Can you copy out, unchanged, the lines starting with the one that contains "Locate every tree line" and ending at the close of the records below, with both ends included? Leave the pictures out of your answer.

┌──

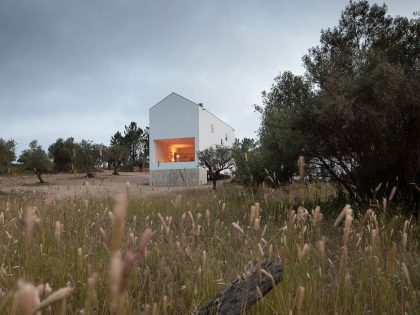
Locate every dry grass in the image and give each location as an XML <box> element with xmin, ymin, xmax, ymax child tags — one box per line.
<box><xmin>0</xmin><ymin>188</ymin><xmax>420</xmax><ymax>314</ymax></box>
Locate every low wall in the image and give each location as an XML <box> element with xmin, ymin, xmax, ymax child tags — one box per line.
<box><xmin>150</xmin><ymin>168</ymin><xmax>207</xmax><ymax>187</ymax></box>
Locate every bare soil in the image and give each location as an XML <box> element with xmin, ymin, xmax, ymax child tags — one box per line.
<box><xmin>0</xmin><ymin>171</ymin><xmax>211</xmax><ymax>200</ymax></box>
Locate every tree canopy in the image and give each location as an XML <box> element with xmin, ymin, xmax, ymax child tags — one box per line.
<box><xmin>48</xmin><ymin>137</ymin><xmax>76</xmax><ymax>172</ymax></box>
<box><xmin>257</xmin><ymin>1</ymin><xmax>420</xmax><ymax>206</ymax></box>
<box><xmin>0</xmin><ymin>138</ymin><xmax>16</xmax><ymax>174</ymax></box>
<box><xmin>198</xmin><ymin>145</ymin><xmax>234</xmax><ymax>190</ymax></box>
<box><xmin>18</xmin><ymin>140</ymin><xmax>51</xmax><ymax>183</ymax></box>
<box><xmin>110</xmin><ymin>121</ymin><xmax>149</xmax><ymax>166</ymax></box>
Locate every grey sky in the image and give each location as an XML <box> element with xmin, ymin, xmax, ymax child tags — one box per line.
<box><xmin>0</xmin><ymin>0</ymin><xmax>420</xmax><ymax>156</ymax></box>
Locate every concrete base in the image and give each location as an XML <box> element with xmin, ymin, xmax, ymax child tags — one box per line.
<box><xmin>150</xmin><ymin>168</ymin><xmax>207</xmax><ymax>187</ymax></box>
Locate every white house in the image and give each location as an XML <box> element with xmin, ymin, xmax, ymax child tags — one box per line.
<box><xmin>149</xmin><ymin>93</ymin><xmax>235</xmax><ymax>186</ymax></box>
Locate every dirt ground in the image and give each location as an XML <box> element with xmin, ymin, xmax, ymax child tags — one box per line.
<box><xmin>0</xmin><ymin>172</ymin><xmax>211</xmax><ymax>199</ymax></box>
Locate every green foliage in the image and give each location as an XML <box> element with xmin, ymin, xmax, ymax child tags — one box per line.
<box><xmin>111</xmin><ymin>121</ymin><xmax>149</xmax><ymax>166</ymax></box>
<box><xmin>233</xmin><ymin>138</ymin><xmax>267</xmax><ymax>188</ymax></box>
<box><xmin>198</xmin><ymin>145</ymin><xmax>234</xmax><ymax>190</ymax></box>
<box><xmin>0</xmin><ymin>138</ymin><xmax>16</xmax><ymax>174</ymax></box>
<box><xmin>105</xmin><ymin>144</ymin><xmax>129</xmax><ymax>175</ymax></box>
<box><xmin>257</xmin><ymin>72</ymin><xmax>312</xmax><ymax>182</ymax></box>
<box><xmin>18</xmin><ymin>140</ymin><xmax>51</xmax><ymax>183</ymax></box>
<box><xmin>48</xmin><ymin>138</ymin><xmax>76</xmax><ymax>172</ymax></box>
<box><xmin>75</xmin><ymin>140</ymin><xmax>105</xmax><ymax>173</ymax></box>
<box><xmin>259</xmin><ymin>1</ymin><xmax>420</xmax><ymax>207</ymax></box>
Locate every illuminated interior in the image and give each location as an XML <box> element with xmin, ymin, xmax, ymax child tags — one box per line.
<box><xmin>154</xmin><ymin>138</ymin><xmax>195</xmax><ymax>163</ymax></box>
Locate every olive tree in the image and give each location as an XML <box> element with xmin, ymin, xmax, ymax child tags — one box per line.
<box><xmin>18</xmin><ymin>140</ymin><xmax>51</xmax><ymax>184</ymax></box>
<box><xmin>198</xmin><ymin>145</ymin><xmax>234</xmax><ymax>190</ymax></box>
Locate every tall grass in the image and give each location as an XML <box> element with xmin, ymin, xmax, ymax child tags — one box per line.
<box><xmin>0</xmin><ymin>188</ymin><xmax>420</xmax><ymax>314</ymax></box>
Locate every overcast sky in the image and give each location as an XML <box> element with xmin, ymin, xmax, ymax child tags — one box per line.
<box><xmin>0</xmin><ymin>0</ymin><xmax>420</xmax><ymax>153</ymax></box>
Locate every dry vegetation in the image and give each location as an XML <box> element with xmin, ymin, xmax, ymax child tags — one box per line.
<box><xmin>0</xmin><ymin>186</ymin><xmax>420</xmax><ymax>314</ymax></box>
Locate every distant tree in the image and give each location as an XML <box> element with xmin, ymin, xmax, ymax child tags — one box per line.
<box><xmin>0</xmin><ymin>138</ymin><xmax>16</xmax><ymax>174</ymax></box>
<box><xmin>75</xmin><ymin>140</ymin><xmax>103</xmax><ymax>177</ymax></box>
<box><xmin>105</xmin><ymin>144</ymin><xmax>129</xmax><ymax>175</ymax></box>
<box><xmin>232</xmin><ymin>138</ymin><xmax>267</xmax><ymax>188</ymax></box>
<box><xmin>198</xmin><ymin>145</ymin><xmax>234</xmax><ymax>190</ymax></box>
<box><xmin>18</xmin><ymin>140</ymin><xmax>51</xmax><ymax>184</ymax></box>
<box><xmin>111</xmin><ymin>122</ymin><xmax>149</xmax><ymax>167</ymax></box>
<box><xmin>48</xmin><ymin>138</ymin><xmax>76</xmax><ymax>173</ymax></box>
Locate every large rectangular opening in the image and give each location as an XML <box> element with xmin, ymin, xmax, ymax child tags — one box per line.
<box><xmin>154</xmin><ymin>138</ymin><xmax>195</xmax><ymax>163</ymax></box>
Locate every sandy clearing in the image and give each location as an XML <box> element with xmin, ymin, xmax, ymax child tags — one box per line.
<box><xmin>0</xmin><ymin>171</ymin><xmax>211</xmax><ymax>199</ymax></box>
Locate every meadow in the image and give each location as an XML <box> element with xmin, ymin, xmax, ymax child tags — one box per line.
<box><xmin>0</xmin><ymin>184</ymin><xmax>420</xmax><ymax>314</ymax></box>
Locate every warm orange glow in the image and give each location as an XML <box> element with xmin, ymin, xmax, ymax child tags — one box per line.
<box><xmin>155</xmin><ymin>138</ymin><xmax>195</xmax><ymax>163</ymax></box>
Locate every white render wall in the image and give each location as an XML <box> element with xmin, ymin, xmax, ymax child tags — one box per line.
<box><xmin>198</xmin><ymin>107</ymin><xmax>235</xmax><ymax>151</ymax></box>
<box><xmin>149</xmin><ymin>93</ymin><xmax>235</xmax><ymax>186</ymax></box>
<box><xmin>149</xmin><ymin>93</ymin><xmax>199</xmax><ymax>171</ymax></box>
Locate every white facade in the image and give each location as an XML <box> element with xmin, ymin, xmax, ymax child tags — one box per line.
<box><xmin>149</xmin><ymin>93</ymin><xmax>235</xmax><ymax>186</ymax></box>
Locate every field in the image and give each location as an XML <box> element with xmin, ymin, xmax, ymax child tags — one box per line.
<box><xmin>0</xmin><ymin>177</ymin><xmax>420</xmax><ymax>314</ymax></box>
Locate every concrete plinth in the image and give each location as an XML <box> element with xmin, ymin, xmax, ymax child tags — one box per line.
<box><xmin>150</xmin><ymin>168</ymin><xmax>207</xmax><ymax>187</ymax></box>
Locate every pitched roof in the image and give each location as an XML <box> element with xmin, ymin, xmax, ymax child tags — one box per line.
<box><xmin>149</xmin><ymin>92</ymin><xmax>235</xmax><ymax>130</ymax></box>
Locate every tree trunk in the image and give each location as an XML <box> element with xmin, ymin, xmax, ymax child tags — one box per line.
<box><xmin>112</xmin><ymin>164</ymin><xmax>120</xmax><ymax>175</ymax></box>
<box><xmin>211</xmin><ymin>175</ymin><xmax>217</xmax><ymax>190</ymax></box>
<box><xmin>34</xmin><ymin>168</ymin><xmax>45</xmax><ymax>184</ymax></box>
<box><xmin>193</xmin><ymin>261</ymin><xmax>283</xmax><ymax>315</ymax></box>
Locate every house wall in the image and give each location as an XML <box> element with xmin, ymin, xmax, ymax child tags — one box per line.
<box><xmin>149</xmin><ymin>93</ymin><xmax>199</xmax><ymax>171</ymax></box>
<box><xmin>149</xmin><ymin>93</ymin><xmax>235</xmax><ymax>186</ymax></box>
<box><xmin>198</xmin><ymin>107</ymin><xmax>235</xmax><ymax>151</ymax></box>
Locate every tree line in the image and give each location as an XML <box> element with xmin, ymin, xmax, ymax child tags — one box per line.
<box><xmin>234</xmin><ymin>1</ymin><xmax>420</xmax><ymax>209</ymax></box>
<box><xmin>0</xmin><ymin>122</ymin><xmax>149</xmax><ymax>183</ymax></box>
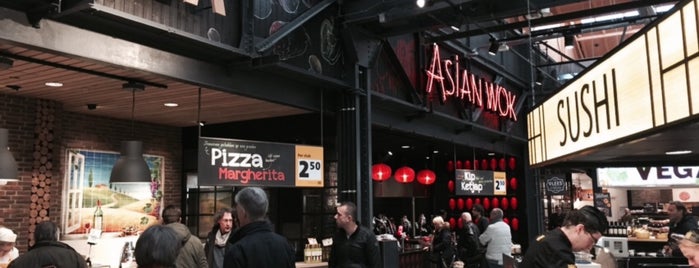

└──

**Written response:**
Locate every tree line in the image and give each location as an XML <box> element with xmin, ymin, xmax, ymax child tags — one box per line.
<box><xmin>234</xmin><ymin>1</ymin><xmax>420</xmax><ymax>209</ymax></box>
<box><xmin>0</xmin><ymin>122</ymin><xmax>149</xmax><ymax>183</ymax></box>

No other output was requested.